> Work task 1:
Answer these questions from the commentary on Synlait's share price:
(a) At what price were Synlait shares trading around May 11th 2023?
(b) On what date are Synlait's debt covenants re-tested?
(c) In which month and year was the company's share price nudging $10.00?
> Work task 2: Extend the commentary on Synlait's share price and capital structure, starting after its final sentence.
[[ Text segment, beginning ]]
Since March 2021, Synlait had been tracking more or less on a par with overall NZ50 returns, indicating some level of trust returning to Synlait’s announcements following difficulties in 2020. It is clear that the cumulative impact of the company’s announcements has had a dramatic effect on Synlait’s share price, with the shares trading at around $1.44 on May 11th 2023 (down from $3.57 on December 22nd 2022).
Shareholders could continue to look for signs that the company’s underlying system and process issues have been fully remedied. From an NZSA perspective, we hope that Synlait provides effective evidence and assurance (via disclosure) for shareholders that this is the case in future announcements or reporting.
Both company executives and investors will be keenly watching for evidence of ongoing market recovery. Similarly, the more transparency Synlait is able to provide, the happier shareholders will be.
Last, Synlait was at pains to point out in its April 26th announcement that its ongoing SAMR registration process is not at threat. Again, a successful registration will be music to the ears of shareholders.
Fundamentally, Synlait will need to work hard (again) to re-instil a sense of trust amongst its shareholders. There was a mystical and magical time an eon ago (August 2019) when the company’s share price was nudging $10.00. The well-documented consequences of the mid-Covid A2 infant formula bubble popped the balloon supporting that dream.
The company is adamant that its current review of capital structure does not include any consideration of a capital raise, with a scope focused solely on debt management. Synlait has ensured bank support, at least until July 31st 2023 when its debt covenants are re-tested.
NZSA will watch with interest as to whether the intention to not raise capital remains. There is a very recent example of a company that regarded not raising capital as a ‘sacred cow’, leading to an outcome that was ultimately sub-optimal for shareholders and the company alike. And just like that other well-known company, Synlait’s share price is now trading at levels far lower than previously.
[[ Text segment, end ]]
[[ Supplied entries, beginning ]]
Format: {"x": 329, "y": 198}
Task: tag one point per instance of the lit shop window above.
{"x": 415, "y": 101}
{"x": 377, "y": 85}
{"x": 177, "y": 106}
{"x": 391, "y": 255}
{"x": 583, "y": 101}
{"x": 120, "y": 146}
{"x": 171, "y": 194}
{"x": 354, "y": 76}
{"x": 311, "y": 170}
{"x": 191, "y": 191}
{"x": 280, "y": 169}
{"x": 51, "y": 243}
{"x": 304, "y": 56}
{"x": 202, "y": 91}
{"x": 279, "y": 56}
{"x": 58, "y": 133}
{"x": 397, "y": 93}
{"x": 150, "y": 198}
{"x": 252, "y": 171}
[[ Supplied entries, end ]]
> Your response 1:
(a) Around $1.44
(b) July 31st 2023
(c) August 2019

> Your response 2:
A ‘sacred cow’ is just another word for a closed mind – a trait that NZSA rails against when it comes to supporting the interests of shareholders. Synlait’s situation is further complicated by the interests of it’s two largest shareholders – Bright Dairy and a2 Milk – and the majority representation of Bright Dairy appointed Directors on Synlait’s Board, relying on a long-standing waiver granted by NZX. NZSA has been vocal in its lack of support for this situation, for reasons that could be becoming uncomfortably apparent.
Given Synlait’s clear statement highlighting the debt focus of its capital review, a shareholder could infer that neither holder is keen to contribute. Nonetheless, it’s the best interest of the company that matters. Not only does NZSA hopes that the (few) independent directors on Synlait’s Board are strident in highlighting that point, but that the current situation prompts serious consideration of changes to Synlait’s governance arrangements.
It might be that short-term pain for all shareholders in the form of injecting fresh capital might just be the medicine required to support Synlait’s ongoing growth and stability in the long-term. Yet for that to happen, both Bright Dairy and a2 need to make a choice between parting with cash or coming to terms with a diluted shareholding.
Let’s hope that Synlait’s interest prevails.
Oliver has worked as an SAP Deployment Manger and GM Business Transformation for four (successful) SAP deployments. He has (sadly) come to realise that system and process renewal is the challenge most under-estimated by senior leaders. He also has no hair.
An earlier version of this article did not include the share price comparison.